• _Problem statement_
Keep only the lines of the records below that contain the string "bank", and copy each one out in full.

• _Source data_
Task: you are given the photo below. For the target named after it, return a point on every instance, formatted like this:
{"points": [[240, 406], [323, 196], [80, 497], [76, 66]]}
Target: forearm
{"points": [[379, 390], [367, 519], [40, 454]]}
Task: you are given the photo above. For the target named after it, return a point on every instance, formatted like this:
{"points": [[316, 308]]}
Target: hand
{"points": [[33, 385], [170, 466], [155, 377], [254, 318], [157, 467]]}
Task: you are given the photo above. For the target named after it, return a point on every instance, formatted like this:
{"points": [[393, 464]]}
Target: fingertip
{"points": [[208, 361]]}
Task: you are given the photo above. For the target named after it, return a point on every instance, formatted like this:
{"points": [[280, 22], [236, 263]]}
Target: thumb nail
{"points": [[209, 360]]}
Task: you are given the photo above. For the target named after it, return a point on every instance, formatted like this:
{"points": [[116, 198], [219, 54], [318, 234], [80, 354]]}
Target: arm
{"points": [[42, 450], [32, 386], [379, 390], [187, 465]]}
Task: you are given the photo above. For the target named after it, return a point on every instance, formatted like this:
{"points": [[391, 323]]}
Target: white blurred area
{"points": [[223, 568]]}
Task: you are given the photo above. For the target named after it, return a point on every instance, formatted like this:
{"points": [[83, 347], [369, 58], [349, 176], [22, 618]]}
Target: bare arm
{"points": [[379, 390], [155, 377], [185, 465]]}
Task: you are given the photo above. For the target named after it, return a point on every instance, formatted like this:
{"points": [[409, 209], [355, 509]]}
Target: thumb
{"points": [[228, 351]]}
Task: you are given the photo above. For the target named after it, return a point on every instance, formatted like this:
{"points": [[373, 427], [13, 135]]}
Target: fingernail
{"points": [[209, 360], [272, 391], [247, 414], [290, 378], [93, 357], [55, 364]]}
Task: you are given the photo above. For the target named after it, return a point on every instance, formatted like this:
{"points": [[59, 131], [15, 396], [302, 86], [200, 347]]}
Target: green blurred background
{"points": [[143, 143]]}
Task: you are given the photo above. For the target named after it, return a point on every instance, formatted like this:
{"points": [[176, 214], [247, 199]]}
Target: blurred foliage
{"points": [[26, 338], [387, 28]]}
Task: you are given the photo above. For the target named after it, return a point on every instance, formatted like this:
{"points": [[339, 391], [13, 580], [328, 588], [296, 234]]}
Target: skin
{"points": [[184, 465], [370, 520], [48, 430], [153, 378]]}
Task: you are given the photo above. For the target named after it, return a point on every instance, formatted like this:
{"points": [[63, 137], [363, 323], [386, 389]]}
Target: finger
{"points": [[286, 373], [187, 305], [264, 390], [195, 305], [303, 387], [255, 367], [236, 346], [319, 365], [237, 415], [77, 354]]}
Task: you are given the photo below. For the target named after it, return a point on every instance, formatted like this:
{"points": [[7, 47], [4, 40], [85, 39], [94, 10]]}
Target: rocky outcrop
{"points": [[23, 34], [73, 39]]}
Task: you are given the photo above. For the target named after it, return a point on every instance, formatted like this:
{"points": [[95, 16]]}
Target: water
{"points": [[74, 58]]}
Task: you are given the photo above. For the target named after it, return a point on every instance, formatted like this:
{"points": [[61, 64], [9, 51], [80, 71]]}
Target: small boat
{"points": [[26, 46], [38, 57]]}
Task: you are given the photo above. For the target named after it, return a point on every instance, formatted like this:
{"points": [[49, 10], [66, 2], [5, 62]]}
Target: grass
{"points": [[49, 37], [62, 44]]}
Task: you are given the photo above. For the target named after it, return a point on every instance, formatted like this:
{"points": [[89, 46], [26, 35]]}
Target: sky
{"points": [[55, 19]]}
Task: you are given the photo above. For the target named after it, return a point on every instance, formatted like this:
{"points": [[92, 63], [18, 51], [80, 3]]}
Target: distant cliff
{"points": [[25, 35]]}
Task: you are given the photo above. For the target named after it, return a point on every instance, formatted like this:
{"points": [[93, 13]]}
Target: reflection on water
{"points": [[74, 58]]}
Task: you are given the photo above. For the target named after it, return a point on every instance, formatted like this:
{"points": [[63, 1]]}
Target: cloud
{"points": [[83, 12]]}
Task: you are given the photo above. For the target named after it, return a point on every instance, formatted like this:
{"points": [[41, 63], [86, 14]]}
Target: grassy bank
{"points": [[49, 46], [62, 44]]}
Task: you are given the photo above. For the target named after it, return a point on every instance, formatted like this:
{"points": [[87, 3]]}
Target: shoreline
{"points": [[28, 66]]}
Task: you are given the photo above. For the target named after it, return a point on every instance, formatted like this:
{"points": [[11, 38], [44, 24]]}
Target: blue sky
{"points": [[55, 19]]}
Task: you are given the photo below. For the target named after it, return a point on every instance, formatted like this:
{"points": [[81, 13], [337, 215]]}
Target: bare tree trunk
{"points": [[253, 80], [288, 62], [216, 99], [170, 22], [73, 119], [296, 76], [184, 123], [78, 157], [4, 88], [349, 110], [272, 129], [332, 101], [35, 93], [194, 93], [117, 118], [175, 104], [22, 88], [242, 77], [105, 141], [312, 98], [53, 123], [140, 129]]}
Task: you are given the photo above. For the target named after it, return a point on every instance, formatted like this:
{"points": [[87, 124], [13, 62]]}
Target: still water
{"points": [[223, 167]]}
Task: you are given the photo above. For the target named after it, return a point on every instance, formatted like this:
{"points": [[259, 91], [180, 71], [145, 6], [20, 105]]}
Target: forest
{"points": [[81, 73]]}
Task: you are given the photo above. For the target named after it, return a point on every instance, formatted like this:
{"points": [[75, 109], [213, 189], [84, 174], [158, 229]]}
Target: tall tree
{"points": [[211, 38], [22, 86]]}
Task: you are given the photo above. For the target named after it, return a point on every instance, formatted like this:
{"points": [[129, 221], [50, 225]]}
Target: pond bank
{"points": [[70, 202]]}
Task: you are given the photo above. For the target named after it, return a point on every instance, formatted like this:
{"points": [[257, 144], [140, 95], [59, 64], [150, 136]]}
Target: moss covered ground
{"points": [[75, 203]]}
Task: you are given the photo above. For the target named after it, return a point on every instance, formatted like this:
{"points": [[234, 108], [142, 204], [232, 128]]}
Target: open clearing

• _Response to this task_
Target: grassy bank
Target: pond bank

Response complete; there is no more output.